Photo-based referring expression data
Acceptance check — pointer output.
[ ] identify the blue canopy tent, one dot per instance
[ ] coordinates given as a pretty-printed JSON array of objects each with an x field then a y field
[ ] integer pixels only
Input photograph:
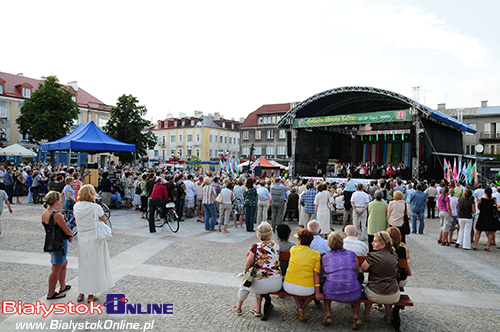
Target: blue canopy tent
[{"x": 87, "y": 137}]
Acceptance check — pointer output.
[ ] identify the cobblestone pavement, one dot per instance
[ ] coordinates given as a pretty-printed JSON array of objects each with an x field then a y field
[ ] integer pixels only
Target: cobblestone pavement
[{"x": 194, "y": 270}]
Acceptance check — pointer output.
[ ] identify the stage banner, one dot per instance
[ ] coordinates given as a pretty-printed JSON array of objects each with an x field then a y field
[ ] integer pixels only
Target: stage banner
[{"x": 350, "y": 119}]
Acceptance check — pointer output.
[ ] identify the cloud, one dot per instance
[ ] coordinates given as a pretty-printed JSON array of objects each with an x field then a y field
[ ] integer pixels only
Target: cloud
[{"x": 411, "y": 28}]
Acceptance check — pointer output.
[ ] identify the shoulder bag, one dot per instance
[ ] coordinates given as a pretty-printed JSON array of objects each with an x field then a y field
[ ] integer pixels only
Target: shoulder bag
[
  {"x": 53, "y": 236},
  {"x": 406, "y": 221},
  {"x": 102, "y": 230},
  {"x": 251, "y": 271}
]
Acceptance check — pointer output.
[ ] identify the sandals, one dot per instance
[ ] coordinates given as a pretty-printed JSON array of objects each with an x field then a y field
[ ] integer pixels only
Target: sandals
[
  {"x": 357, "y": 324},
  {"x": 56, "y": 296},
  {"x": 255, "y": 312},
  {"x": 68, "y": 287}
]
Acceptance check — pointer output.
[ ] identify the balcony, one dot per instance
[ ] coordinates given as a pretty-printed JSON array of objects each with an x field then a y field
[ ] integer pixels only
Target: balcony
[{"x": 489, "y": 136}]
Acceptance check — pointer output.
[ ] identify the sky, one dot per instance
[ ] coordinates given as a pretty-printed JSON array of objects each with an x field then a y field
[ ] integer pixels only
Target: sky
[{"x": 233, "y": 56}]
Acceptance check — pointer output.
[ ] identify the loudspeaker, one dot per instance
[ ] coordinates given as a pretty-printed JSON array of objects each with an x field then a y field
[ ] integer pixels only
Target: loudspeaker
[{"x": 289, "y": 143}]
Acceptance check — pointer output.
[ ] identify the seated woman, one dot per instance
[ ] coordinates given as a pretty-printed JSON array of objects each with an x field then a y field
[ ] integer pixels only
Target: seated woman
[
  {"x": 302, "y": 277},
  {"x": 382, "y": 266},
  {"x": 403, "y": 253},
  {"x": 268, "y": 278},
  {"x": 341, "y": 270}
]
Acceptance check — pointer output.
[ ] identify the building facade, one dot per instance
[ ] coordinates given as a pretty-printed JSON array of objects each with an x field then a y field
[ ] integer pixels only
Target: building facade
[
  {"x": 260, "y": 129},
  {"x": 16, "y": 89},
  {"x": 206, "y": 137}
]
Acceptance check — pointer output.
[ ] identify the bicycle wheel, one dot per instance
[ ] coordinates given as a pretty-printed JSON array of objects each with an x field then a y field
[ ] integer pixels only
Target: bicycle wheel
[{"x": 172, "y": 221}]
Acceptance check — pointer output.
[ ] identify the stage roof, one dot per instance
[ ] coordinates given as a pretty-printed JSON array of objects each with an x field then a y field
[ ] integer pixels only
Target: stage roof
[{"x": 356, "y": 99}]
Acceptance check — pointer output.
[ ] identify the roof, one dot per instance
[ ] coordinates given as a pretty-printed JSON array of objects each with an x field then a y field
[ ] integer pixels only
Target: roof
[
  {"x": 89, "y": 138},
  {"x": 83, "y": 98},
  {"x": 359, "y": 99},
  {"x": 251, "y": 120}
]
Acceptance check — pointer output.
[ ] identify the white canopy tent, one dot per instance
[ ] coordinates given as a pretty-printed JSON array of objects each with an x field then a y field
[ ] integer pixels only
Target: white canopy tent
[{"x": 17, "y": 150}]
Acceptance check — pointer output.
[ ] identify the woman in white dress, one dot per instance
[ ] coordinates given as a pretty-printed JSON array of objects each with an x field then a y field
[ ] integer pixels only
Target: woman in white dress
[
  {"x": 322, "y": 210},
  {"x": 94, "y": 265}
]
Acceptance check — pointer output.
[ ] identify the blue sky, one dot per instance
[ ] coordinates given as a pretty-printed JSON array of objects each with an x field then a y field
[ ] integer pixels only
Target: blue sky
[{"x": 232, "y": 57}]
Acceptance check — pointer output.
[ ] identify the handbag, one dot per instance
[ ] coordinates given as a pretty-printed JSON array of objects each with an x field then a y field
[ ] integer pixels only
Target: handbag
[
  {"x": 406, "y": 222},
  {"x": 251, "y": 271},
  {"x": 102, "y": 230},
  {"x": 53, "y": 237}
]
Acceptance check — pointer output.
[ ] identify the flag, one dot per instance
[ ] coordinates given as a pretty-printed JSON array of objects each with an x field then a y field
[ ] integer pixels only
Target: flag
[{"x": 455, "y": 170}]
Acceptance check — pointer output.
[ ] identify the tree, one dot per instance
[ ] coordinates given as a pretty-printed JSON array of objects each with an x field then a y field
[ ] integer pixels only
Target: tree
[
  {"x": 49, "y": 113},
  {"x": 126, "y": 124}
]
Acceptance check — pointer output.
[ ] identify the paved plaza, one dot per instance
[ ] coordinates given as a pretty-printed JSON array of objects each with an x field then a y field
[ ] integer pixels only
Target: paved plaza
[{"x": 452, "y": 289}]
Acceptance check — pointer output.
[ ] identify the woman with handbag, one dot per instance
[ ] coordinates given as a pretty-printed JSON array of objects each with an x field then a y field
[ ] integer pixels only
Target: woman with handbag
[
  {"x": 263, "y": 258},
  {"x": 396, "y": 212},
  {"x": 94, "y": 265},
  {"x": 52, "y": 202}
]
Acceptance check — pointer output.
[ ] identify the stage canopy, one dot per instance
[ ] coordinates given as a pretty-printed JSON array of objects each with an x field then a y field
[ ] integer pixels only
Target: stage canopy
[
  {"x": 87, "y": 137},
  {"x": 16, "y": 150}
]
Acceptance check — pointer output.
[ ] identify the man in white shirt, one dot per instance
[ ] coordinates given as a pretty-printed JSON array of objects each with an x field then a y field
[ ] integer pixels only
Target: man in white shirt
[
  {"x": 359, "y": 202},
  {"x": 318, "y": 243}
]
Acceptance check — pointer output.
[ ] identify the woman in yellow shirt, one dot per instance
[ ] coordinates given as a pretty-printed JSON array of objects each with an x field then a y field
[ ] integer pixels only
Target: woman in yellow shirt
[{"x": 302, "y": 276}]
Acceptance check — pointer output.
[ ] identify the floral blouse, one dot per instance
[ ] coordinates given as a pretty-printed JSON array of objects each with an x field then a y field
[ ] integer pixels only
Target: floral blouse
[{"x": 268, "y": 259}]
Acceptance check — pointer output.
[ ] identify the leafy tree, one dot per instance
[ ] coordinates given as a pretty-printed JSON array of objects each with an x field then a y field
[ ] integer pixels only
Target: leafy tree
[
  {"x": 49, "y": 113},
  {"x": 126, "y": 124}
]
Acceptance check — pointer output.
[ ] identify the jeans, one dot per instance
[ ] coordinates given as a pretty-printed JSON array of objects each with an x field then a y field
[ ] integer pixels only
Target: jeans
[
  {"x": 249, "y": 217},
  {"x": 180, "y": 207},
  {"x": 209, "y": 211},
  {"x": 420, "y": 216}
]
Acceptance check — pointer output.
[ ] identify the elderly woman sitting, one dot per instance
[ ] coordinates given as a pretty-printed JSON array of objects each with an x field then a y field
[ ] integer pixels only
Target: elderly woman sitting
[
  {"x": 268, "y": 278},
  {"x": 302, "y": 277},
  {"x": 382, "y": 266},
  {"x": 341, "y": 270}
]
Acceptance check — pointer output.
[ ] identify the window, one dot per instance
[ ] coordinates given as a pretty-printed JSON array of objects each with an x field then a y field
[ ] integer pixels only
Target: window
[
  {"x": 281, "y": 150},
  {"x": 26, "y": 93},
  {"x": 4, "y": 109},
  {"x": 473, "y": 125}
]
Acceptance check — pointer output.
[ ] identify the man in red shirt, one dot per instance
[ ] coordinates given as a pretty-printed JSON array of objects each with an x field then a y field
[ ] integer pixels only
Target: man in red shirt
[{"x": 156, "y": 201}]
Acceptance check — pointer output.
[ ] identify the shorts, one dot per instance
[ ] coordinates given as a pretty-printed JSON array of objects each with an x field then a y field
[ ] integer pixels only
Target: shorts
[
  {"x": 347, "y": 215},
  {"x": 446, "y": 221},
  {"x": 59, "y": 257}
]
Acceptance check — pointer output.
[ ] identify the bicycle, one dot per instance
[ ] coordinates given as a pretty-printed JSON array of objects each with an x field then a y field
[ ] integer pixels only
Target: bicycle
[{"x": 171, "y": 219}]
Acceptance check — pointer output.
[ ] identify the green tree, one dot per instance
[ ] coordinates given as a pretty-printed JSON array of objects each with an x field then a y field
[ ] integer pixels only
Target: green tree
[
  {"x": 49, "y": 113},
  {"x": 126, "y": 124}
]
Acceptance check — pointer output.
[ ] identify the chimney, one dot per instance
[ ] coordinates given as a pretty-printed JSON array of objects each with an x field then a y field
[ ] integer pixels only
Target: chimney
[{"x": 74, "y": 85}]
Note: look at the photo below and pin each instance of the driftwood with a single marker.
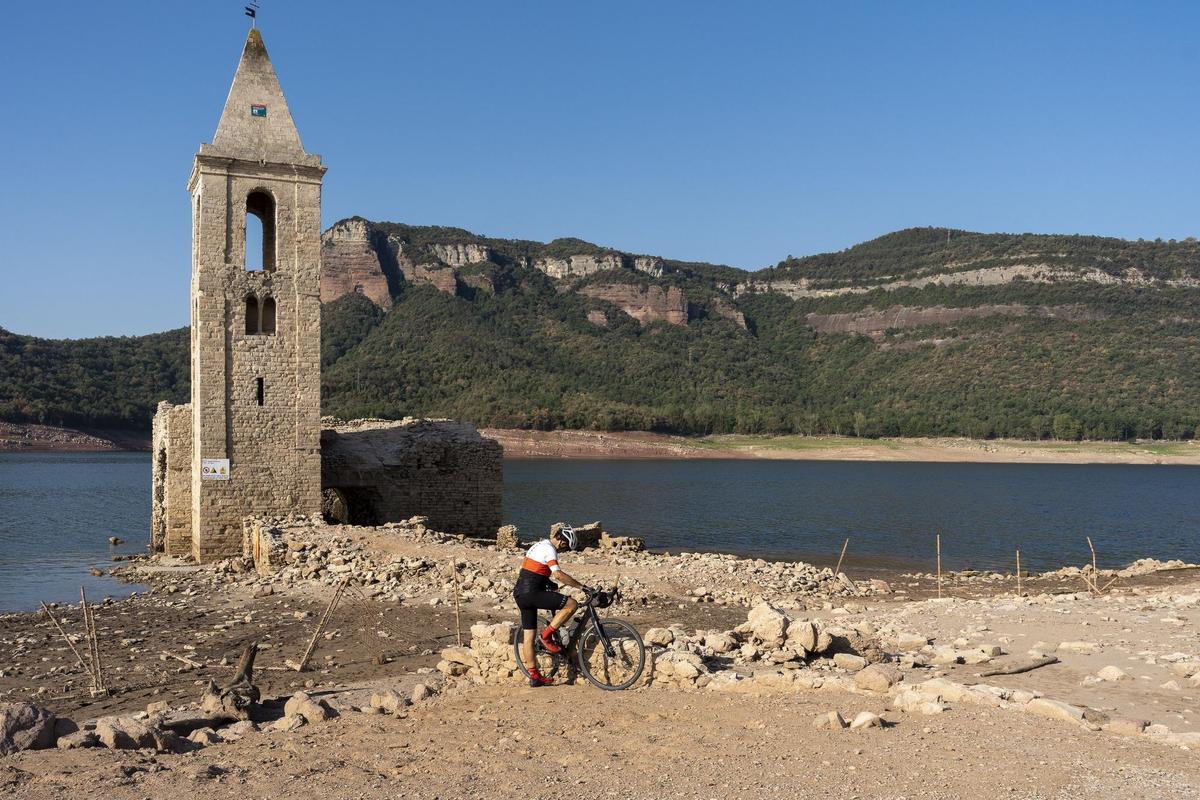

■ Assignment
Only one stretch of the data above is needed. Restate it word for word, from the line containing "Target: elderly woman sitting" through the line containing "[ ] identify the window, one dot per instance", both ends included.

■ Reply
Target: elderly woman sitting
[
  {"x": 268, "y": 278},
  {"x": 302, "y": 277},
  {"x": 382, "y": 266},
  {"x": 341, "y": 270}
]
Acceptance check — pointer output.
[ ] identify the window, one dot per instance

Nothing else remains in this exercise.